THEORY AND PRACTICE: Digital Ethics

The ethics of digital well-being deals with emerging issues related to Artificial Intelligence (AI), that powers algorithms.

Algorithms influence consumer attitude and behavior, and affects the values of modern culture through social media. Digital ethics impacts people’s mental health, their work, and our moral reasoning. Young people who are exposed to the internet can suffer emotionally due to neuroplasticity. A young mind that is not yet fully developed may be a cause of concern in terms of stress as a result of a toxic digital environment.

The toxic culture in the internet may be related to the influence of fake information, cancel culture, and the lack of understanding of such things as user-autonomy. The internet is not a safe place. For example, young adults can wrongly equate well-being or self-affirmation to “likes” or “reactions”. While these may have a positive role in terms of one’s sense of personal confidence, more people are actually suffering from a lack of self-esteem because of the toxic environment in the internet.

While digital technologies can help in empowering human beings to make them more self-reliant in terms of self-discovery and the expansion of knowledge, it is also the case that such assistive ICTs (Information and Communication Technologies) can result to personal anxiety and depression. Even if schools say that ICTs are critical to education in the new normal, nothing replaces the value of in-person interaction when it comes to authentic learning. The social environment as well as the physical space provided by schools help in terms of grasping the meaning of ideas.

When it comes to work, employees today are subjected to constant monitoring. The emphasis on outcomes means that identity and self-creativity are a secondary concern for employers. The main purpose of measuring people’s abilities is to be able to manage them. The over-reliance on digital tools takes away important person-to-person encounters and the value of employee engagement. People have feelings. They are not numbers. Monitoring in the workplace tends to overlook the personal qualities of human persons.

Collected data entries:
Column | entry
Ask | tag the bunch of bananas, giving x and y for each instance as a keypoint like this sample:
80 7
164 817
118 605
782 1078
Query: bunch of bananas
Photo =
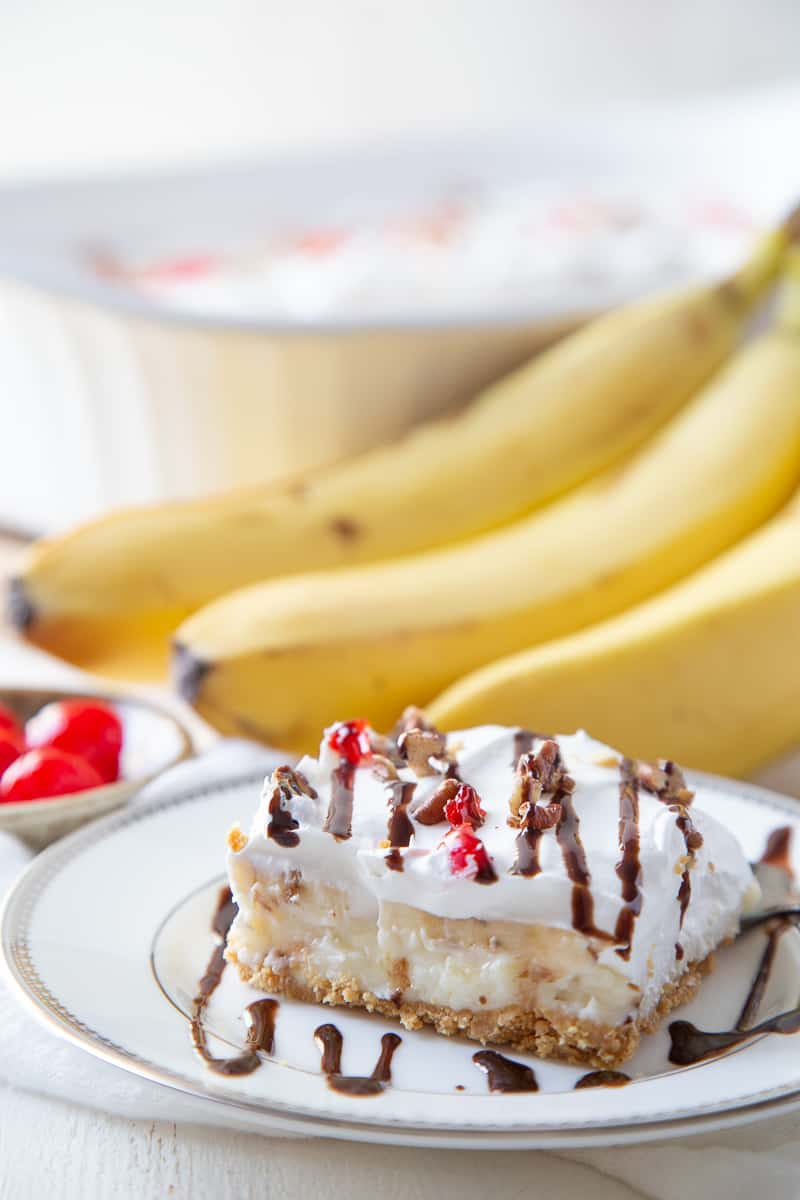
606 538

Exercise instructions
List everything the digital ethics text above says the toxic culture on the internet may be related to.

Answer to this exercise
- The influence of fake information
- Cancel culture
- The lack of understanding of such things as user-autonomy